Written instruction: Reproduce word for word every line below, starting with the line that contains "If you could point out the bun" and continuing through the last line.

Point annotation lines
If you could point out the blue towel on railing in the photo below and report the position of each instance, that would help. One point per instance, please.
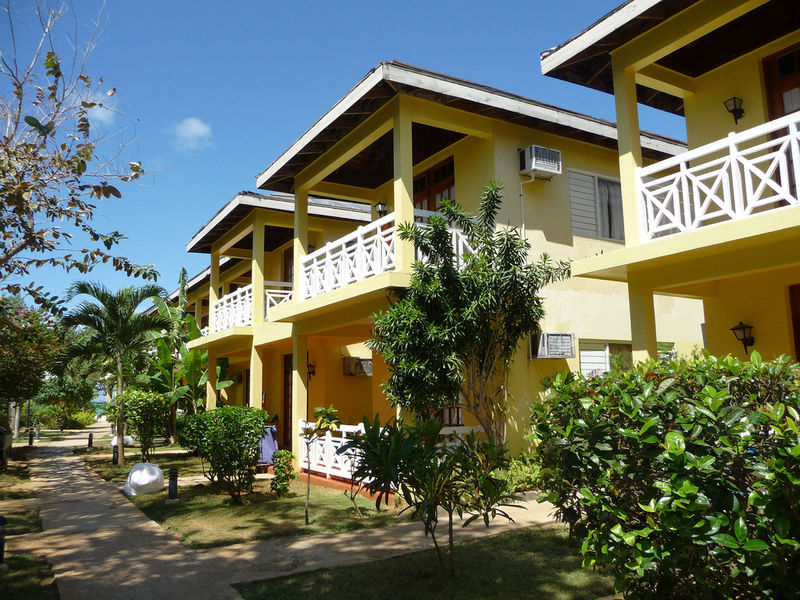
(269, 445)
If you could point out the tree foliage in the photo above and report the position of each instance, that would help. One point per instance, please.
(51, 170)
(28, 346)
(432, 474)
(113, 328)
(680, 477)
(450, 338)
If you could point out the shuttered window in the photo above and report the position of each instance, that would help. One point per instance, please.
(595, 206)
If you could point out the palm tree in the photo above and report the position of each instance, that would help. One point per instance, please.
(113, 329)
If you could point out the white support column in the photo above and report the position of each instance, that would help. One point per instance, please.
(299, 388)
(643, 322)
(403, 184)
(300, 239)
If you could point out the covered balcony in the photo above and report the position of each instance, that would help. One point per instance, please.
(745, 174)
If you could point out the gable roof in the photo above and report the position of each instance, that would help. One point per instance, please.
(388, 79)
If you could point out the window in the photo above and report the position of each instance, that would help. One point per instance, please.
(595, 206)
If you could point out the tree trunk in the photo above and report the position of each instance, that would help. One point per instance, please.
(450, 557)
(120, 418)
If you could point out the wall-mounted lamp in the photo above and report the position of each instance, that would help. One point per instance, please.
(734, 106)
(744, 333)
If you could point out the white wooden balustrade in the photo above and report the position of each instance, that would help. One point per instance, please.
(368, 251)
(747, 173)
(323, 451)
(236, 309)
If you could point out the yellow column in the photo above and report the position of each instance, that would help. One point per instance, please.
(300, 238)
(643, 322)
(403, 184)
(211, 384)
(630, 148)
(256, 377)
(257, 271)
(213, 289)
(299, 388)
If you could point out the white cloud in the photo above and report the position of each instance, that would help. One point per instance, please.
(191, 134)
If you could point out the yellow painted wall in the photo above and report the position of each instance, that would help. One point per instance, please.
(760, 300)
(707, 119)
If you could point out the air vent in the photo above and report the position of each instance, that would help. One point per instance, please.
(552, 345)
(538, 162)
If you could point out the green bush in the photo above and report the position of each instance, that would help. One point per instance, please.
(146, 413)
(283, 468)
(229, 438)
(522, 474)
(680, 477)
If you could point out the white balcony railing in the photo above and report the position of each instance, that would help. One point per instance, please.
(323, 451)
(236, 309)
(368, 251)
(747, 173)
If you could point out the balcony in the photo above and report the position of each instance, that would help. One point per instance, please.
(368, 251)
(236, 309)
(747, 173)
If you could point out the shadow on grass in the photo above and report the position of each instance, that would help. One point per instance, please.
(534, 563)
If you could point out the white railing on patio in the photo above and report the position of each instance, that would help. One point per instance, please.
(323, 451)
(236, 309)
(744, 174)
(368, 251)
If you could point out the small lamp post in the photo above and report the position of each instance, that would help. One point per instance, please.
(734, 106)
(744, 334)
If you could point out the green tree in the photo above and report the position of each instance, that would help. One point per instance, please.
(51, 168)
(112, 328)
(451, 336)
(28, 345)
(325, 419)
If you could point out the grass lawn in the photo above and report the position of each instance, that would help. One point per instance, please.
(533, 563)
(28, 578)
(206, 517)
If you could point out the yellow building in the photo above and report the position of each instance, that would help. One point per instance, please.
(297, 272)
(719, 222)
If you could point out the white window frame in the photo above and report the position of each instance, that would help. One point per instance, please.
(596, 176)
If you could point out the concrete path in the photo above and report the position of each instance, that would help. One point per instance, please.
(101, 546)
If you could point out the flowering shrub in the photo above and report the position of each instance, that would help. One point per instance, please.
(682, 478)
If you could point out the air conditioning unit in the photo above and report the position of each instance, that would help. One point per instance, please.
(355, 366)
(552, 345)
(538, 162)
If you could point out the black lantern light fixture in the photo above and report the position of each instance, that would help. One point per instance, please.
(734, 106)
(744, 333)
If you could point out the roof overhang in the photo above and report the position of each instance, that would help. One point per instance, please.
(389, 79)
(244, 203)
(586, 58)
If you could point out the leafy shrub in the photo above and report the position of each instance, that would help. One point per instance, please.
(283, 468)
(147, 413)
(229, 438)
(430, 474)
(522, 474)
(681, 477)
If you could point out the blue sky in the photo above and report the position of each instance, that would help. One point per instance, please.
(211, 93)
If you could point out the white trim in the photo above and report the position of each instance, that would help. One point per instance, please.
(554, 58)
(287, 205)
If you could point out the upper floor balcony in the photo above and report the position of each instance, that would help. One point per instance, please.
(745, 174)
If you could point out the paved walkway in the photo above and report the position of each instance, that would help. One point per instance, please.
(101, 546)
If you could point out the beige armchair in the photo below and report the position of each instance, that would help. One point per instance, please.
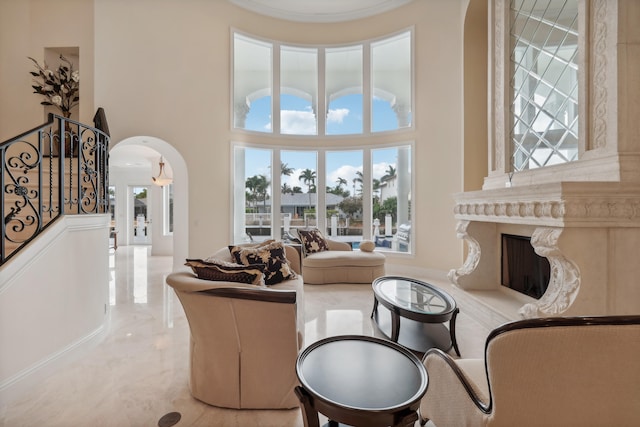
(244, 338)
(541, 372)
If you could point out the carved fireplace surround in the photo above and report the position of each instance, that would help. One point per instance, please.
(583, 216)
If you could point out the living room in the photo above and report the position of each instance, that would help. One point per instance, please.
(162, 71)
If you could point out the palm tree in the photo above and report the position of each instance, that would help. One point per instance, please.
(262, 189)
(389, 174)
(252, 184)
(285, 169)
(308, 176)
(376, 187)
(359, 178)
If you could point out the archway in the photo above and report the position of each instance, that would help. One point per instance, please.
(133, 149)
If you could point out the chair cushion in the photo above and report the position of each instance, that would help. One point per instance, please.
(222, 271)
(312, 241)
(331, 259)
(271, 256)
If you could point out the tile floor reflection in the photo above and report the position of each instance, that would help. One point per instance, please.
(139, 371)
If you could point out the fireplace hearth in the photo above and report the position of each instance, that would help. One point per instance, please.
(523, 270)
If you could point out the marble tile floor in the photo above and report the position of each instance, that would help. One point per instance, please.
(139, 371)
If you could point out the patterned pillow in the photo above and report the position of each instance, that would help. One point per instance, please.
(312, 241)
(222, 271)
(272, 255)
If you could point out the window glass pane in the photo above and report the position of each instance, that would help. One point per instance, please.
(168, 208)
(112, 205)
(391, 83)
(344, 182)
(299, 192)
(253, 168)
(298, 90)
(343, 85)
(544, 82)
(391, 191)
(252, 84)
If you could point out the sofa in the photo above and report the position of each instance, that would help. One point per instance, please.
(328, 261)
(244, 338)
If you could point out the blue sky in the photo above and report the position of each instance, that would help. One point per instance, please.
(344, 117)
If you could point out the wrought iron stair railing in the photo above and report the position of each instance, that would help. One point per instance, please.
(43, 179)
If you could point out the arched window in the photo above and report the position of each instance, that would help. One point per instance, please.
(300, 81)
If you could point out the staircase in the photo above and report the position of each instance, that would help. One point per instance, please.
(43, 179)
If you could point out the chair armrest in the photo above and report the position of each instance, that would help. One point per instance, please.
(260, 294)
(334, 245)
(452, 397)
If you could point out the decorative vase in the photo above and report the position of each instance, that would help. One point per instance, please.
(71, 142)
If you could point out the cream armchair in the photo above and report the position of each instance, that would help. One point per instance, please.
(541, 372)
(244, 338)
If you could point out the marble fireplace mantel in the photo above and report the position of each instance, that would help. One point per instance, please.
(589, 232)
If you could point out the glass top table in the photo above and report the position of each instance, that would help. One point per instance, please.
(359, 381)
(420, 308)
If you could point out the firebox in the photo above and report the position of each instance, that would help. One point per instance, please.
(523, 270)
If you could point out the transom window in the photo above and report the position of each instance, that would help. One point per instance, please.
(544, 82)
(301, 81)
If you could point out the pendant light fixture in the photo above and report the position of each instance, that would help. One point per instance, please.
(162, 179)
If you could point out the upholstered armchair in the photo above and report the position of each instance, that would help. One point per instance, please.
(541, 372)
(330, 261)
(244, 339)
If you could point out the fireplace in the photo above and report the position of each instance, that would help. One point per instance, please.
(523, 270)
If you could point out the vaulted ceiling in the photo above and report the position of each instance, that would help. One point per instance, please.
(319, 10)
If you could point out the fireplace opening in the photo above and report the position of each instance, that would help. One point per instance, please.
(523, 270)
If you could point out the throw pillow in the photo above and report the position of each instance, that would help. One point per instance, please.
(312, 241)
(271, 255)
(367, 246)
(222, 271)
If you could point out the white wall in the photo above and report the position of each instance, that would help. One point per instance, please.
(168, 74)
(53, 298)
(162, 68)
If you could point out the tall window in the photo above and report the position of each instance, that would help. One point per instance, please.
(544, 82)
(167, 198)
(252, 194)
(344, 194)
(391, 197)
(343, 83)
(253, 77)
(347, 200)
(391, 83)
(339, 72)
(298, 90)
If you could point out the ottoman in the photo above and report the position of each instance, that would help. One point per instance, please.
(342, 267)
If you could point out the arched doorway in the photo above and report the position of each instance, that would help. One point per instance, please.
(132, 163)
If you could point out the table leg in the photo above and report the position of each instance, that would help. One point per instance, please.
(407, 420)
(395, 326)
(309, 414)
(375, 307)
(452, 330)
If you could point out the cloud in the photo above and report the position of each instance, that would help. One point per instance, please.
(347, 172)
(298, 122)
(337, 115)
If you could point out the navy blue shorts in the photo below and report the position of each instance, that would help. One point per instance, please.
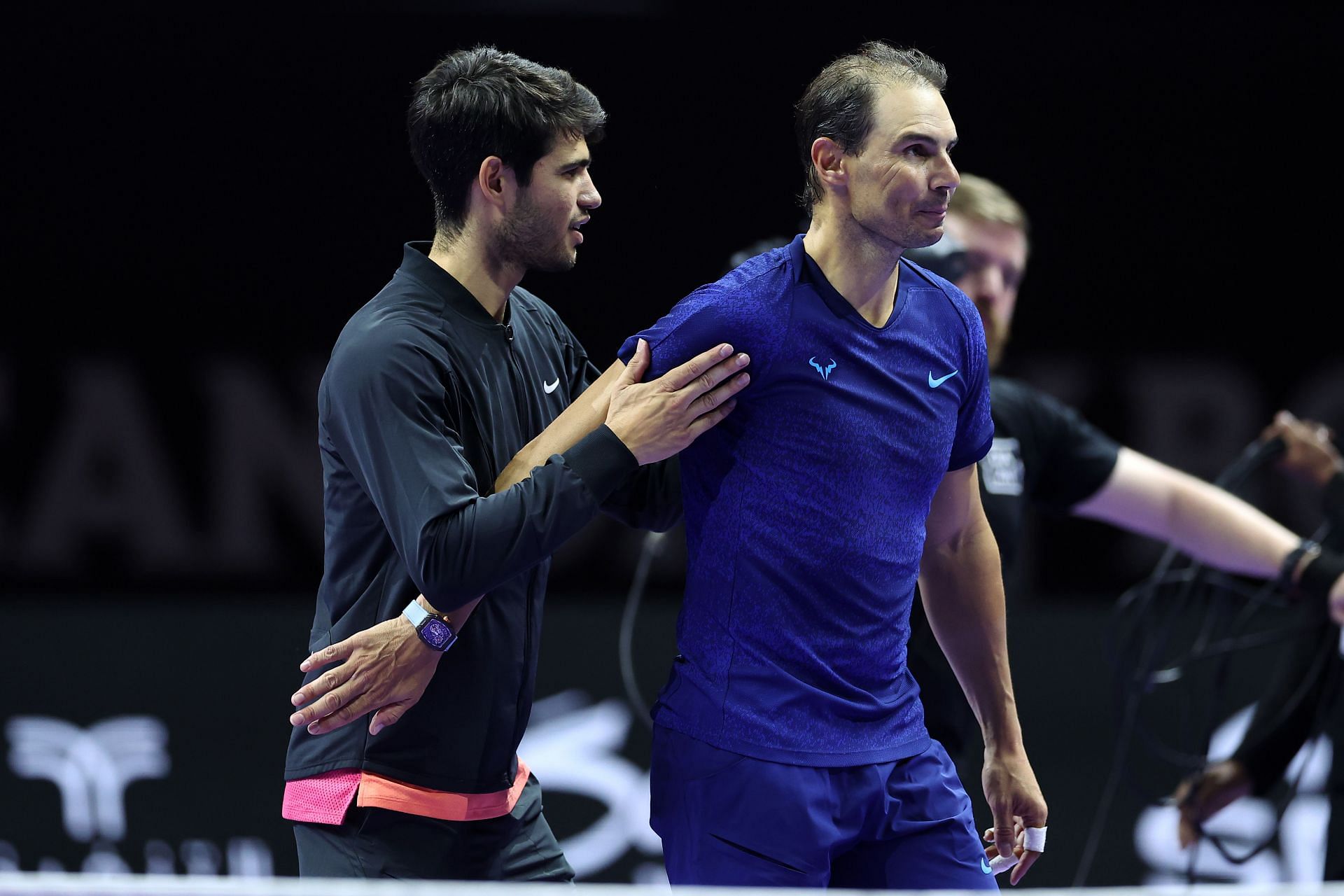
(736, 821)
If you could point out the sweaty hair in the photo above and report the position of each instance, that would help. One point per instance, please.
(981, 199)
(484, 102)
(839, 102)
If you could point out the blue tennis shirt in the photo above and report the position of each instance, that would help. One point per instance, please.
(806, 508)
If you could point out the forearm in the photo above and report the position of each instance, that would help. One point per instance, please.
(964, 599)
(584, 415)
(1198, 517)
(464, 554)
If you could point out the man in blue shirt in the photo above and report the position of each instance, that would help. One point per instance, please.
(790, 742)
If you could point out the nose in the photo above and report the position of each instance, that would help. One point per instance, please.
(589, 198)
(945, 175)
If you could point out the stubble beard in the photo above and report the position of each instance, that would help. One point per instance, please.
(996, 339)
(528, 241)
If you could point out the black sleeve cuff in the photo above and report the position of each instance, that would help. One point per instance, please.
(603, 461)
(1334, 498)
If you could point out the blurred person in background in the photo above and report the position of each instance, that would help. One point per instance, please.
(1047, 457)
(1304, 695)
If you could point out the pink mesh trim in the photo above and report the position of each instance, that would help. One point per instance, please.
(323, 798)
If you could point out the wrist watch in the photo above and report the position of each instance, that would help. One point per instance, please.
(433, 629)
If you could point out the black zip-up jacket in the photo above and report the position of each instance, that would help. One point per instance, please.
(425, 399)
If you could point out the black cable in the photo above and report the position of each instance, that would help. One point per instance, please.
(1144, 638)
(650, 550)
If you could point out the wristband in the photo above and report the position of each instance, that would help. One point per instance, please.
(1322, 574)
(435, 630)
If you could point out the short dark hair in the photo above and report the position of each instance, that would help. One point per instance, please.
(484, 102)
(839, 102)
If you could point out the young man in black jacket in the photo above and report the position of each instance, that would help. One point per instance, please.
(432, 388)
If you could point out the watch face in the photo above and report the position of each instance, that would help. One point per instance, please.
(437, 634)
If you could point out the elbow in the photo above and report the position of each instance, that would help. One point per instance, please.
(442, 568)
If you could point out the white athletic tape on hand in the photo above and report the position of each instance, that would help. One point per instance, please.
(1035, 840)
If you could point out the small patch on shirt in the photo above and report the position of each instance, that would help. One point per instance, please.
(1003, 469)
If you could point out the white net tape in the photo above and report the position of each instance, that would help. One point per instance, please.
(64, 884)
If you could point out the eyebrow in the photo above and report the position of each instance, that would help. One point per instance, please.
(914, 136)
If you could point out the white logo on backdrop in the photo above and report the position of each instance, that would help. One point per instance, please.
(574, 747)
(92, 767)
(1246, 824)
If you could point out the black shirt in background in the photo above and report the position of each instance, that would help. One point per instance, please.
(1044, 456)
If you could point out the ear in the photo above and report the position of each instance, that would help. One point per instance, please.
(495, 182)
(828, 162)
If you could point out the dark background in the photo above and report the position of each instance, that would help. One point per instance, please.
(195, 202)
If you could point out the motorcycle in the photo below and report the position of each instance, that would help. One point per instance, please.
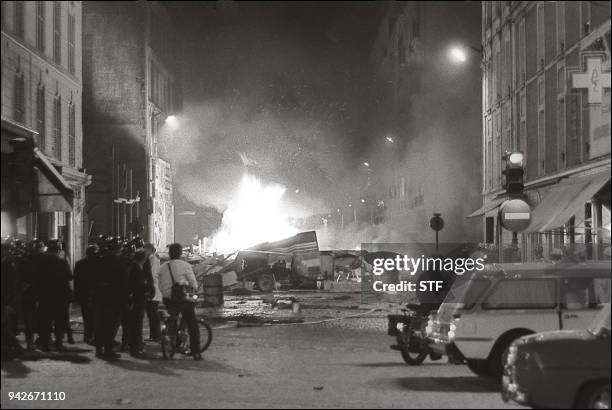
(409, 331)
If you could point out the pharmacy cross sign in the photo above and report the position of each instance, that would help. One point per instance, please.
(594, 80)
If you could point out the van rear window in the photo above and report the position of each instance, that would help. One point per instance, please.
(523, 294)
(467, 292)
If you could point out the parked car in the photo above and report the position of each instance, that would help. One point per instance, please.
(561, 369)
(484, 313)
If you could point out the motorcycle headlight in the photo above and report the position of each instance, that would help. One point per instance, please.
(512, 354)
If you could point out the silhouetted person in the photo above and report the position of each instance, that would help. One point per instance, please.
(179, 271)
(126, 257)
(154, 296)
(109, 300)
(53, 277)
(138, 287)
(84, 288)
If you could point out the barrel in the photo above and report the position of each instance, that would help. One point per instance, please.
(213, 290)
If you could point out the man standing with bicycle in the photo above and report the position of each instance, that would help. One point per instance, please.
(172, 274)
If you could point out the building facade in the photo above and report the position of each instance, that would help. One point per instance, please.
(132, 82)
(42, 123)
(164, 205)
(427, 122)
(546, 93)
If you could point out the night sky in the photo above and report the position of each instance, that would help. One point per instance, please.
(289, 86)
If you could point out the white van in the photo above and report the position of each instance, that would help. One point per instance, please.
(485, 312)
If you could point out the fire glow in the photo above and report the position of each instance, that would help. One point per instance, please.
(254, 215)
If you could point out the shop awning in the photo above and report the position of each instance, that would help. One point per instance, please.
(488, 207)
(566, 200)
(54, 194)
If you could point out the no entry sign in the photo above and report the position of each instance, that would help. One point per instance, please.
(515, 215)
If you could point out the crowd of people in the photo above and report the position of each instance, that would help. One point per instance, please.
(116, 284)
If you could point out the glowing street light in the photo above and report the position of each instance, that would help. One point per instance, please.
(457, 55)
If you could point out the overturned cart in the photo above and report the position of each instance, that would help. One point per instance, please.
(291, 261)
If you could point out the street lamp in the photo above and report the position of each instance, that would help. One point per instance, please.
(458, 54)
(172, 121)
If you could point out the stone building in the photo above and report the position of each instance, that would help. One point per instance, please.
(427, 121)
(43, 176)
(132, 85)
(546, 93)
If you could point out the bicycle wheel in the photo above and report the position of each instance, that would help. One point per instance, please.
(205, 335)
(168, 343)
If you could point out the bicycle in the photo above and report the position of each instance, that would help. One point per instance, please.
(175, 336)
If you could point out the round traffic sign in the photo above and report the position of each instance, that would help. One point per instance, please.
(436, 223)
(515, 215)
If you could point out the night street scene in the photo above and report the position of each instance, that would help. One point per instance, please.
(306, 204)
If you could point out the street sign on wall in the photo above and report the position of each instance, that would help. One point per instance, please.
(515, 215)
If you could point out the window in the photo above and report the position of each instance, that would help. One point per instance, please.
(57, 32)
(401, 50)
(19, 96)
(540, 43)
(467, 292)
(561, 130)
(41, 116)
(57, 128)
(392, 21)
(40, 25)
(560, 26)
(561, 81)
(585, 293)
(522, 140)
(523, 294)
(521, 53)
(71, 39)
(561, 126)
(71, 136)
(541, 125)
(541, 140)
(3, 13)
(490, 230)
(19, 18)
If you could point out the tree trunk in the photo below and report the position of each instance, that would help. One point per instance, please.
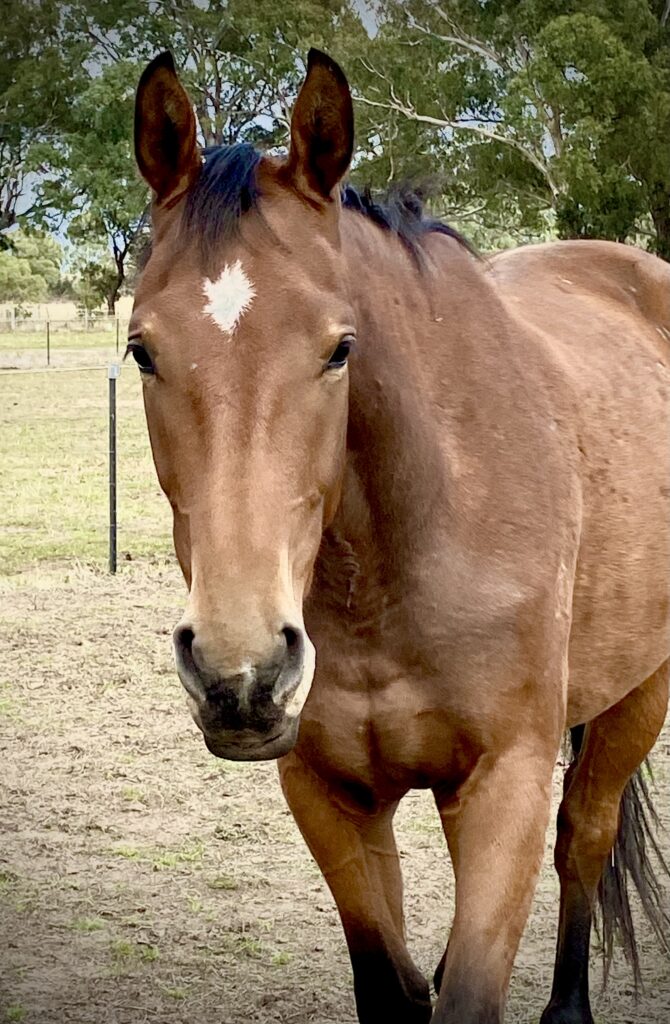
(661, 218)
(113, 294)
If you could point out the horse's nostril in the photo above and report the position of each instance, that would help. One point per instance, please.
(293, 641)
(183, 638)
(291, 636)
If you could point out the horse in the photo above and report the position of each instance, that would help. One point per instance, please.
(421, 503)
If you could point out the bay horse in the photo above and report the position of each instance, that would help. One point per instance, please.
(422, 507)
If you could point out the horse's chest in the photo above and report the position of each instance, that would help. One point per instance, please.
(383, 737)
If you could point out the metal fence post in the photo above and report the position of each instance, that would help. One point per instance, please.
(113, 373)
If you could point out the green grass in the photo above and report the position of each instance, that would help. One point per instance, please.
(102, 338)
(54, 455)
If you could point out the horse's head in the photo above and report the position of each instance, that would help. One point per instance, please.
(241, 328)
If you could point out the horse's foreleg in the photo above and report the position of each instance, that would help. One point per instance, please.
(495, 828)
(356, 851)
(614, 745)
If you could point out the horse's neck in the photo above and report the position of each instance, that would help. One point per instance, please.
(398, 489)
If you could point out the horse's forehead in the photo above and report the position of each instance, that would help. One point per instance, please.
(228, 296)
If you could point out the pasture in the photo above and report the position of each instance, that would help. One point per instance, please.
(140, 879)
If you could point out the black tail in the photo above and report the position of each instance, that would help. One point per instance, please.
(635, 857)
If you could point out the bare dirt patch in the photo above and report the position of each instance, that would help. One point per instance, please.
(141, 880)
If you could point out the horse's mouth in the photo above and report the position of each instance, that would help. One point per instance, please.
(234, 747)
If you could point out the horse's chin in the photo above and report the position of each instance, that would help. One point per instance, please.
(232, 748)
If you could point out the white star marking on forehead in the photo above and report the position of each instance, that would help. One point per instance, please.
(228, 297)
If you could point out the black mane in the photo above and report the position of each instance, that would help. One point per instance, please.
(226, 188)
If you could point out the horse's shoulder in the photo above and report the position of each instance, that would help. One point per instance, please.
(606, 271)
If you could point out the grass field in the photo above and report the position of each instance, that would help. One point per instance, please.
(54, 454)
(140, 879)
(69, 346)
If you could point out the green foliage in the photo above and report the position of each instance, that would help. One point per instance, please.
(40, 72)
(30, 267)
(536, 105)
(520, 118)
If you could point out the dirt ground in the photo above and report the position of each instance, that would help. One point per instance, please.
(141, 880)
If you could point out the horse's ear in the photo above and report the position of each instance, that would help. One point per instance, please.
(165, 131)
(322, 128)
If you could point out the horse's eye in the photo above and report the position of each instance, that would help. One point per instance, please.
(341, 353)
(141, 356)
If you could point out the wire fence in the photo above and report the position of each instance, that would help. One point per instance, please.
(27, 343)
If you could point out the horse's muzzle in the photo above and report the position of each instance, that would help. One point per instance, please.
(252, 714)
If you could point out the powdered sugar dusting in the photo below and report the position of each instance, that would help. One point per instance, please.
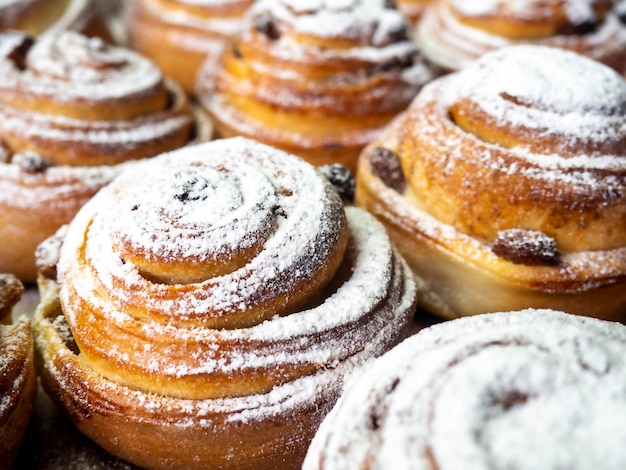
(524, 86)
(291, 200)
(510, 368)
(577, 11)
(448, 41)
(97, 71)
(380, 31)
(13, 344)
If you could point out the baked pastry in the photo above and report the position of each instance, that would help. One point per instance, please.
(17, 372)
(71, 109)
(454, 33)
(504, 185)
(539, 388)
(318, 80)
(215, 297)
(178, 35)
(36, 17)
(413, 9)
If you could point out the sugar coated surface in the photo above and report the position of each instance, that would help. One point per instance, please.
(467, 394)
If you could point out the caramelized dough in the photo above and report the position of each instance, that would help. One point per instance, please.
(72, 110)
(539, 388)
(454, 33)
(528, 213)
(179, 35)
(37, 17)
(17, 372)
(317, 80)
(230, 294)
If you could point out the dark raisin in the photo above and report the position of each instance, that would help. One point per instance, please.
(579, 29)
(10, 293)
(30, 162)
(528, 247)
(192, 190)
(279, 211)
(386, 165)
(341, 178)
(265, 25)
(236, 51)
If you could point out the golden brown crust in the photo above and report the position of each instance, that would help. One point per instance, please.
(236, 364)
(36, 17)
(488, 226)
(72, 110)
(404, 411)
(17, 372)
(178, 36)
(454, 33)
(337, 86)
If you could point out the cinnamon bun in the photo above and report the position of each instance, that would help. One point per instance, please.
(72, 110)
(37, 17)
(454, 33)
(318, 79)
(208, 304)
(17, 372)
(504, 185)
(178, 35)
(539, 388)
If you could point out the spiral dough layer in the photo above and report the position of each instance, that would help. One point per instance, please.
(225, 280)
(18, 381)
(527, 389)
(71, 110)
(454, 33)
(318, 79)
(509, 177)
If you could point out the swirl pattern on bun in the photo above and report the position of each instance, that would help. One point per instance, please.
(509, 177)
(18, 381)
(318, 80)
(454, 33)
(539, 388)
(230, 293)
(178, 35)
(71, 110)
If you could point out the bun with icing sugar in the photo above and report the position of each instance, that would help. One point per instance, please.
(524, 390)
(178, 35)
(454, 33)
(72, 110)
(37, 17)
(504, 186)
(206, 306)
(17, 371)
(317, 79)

Reply to the task:
If you could point out the bun with icing sugar in the photo above and report the position of each instance, that would help. One point per instance, please.
(524, 390)
(178, 35)
(454, 33)
(72, 110)
(37, 17)
(504, 186)
(206, 306)
(17, 371)
(317, 79)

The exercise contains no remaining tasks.